Trecho selecionado:
----------------

O segundo crime previsto pela Lei de Licitações de maior incidência é aquele referido pelo art. 90:
Art. 90. Frustrar ou fraudar, mediante ajuste, combinação ou qualquer outro expediente, o caráter competitivo do procedimento licitatório, com o intuito de obter, para si ou para outrem, vantagem decorrente da adjudicação do objeto da licitação.
Não se exige do sujeito ativo qualquer qualidade especial, razão pela qual pode ser qualquer do povo, conforme entendeu o Superior Tribunal de Justiça (AgRg no REsp 1795894/PB, Rel. Ministro ANTONIO SALDANHA PALHEIRO, SEXTA TURMA, julgado em 26/03/2019, DJe 08/04/2019), desde de que haja intuito de obter, para si ou para outrem, vantagem decorrente da adjudicação do objeto da licitação. Trata-se de crime que atinge frontalmente a razão ontológica das licitações, que é a competitividade, porquanto esta se vê aniquilada ou arrefecida pelo infrator (NUCCI, 2012, p. 406).
A competição é elemento fundamental para a ocorrência do procedimento licitatório, e sua ausência inclusive autoriza a contratação direta pela Administração Pública por inexigibilidade de licitação, consoante dispõe o art. 25 da Lei nº 8.666/1993. Se não há isonomia entre os licitantes para oferecer suas ofertas, então não haverá efetivamente uma melhor proposta a ser escolhida, já que a igualdade é um dos alicerces das licitações (DI PIETRO, 2019, p. 414).
Diferente do dispositivo analisado anteriormente, levando em conta que a mera execução dos elementos objetivos de “frustrar ou fraudar” são suficientes para embaraçar o cenário competitivo, o Superior Tribunal de Justiça entendeu que é prescindível a existência de prejuízos ao erário, já que a ausência de competição decorrente das referidas condutas já seria suficiente para configurar o crime, conforme julgado de 2019:
3. Consoante orientação jurisprudencial desta Corte, o delito descrito no art. 90 da Lei n. 8.666/1993, é formal, bastando para se consumar a demonstração de que a competição foi frustrada, independentemente de demonstração de recebimento de vantagem indevida pelo agente e comprovação de dano ao erário (AgRg no REsp 1793069/PR, Rel. Ministro JORGE MUSSI, QUINTA TURMA, julgado em 10/09/2019, DJe 19/09/2019)
O terceiro crime de maior incidência é aquele previsto pelo art. 92 da Lei nº 8.666/1993:
Art. 92. Admitir, possibilitar ou dar causa a qualquer modificação ou vantagem, inclusive prorrogação contratual, em favor do adjudicatário, durante a execução dos contratos celebrados com o Poder Público, sem autorização em lei, no ato convocatório da licitação ou nos respectivos instrumentos contratuais, ou, ainda, pagar fatura com preterição da ordem cronológica de sua exigibilidade, observado o disposto no art. 121 desta Lei.

----------------

Tarefas a fazer:
1 - Reproduza a parte do trecho selecionado que vai de "O terceiro crime" até "121 desta Lei.", trocando "adjudicatário" por "contratado".
2 - Informe quantas linhas dos registros contêm a palavra "plant", diferenciando maiúsculas de minúsculas, e responda apenas com o número.

Entradas do conjunto de dados

----------------

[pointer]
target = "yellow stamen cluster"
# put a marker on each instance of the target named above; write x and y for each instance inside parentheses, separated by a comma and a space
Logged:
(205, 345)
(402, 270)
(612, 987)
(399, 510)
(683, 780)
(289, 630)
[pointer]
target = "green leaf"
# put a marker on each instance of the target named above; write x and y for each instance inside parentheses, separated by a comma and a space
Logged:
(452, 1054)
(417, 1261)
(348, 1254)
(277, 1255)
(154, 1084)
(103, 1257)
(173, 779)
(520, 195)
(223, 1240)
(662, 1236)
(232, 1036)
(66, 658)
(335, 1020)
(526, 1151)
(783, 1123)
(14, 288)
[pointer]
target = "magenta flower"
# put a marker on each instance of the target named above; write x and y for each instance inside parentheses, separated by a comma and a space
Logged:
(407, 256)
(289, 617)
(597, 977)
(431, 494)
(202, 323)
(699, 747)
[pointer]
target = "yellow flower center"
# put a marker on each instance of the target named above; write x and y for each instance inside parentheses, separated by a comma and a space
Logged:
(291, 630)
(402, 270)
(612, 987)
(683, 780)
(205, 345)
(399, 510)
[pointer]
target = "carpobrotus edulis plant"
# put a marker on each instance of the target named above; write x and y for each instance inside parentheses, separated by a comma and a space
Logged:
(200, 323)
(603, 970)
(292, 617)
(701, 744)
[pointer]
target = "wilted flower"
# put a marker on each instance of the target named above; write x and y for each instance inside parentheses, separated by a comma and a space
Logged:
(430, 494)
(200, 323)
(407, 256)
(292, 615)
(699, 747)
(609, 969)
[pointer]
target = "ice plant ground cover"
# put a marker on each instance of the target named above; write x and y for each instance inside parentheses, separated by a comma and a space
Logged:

----------------

Exercício resolvido:
1 -
O terceiro crime de maior incidência é aquele previsto pelo art. 92 da Lei nº 8.666/1993:
Art. 92. Admitir, possibilitar ou dar causa a qualquer modificação ou vantagem, inclusive prorrogação contratual, em favor do contratado, durante a execução dos contratos celebrados com o Poder Público, sem autorização em lei, no ato convocatório da licitação ou nos respectivos instrumentos contratuais, ou, ainda, pagar fatura com preterição da ordem cronológica de sua exigibilidade, observado o disposto no art. 121 desta Lei.

2 - 2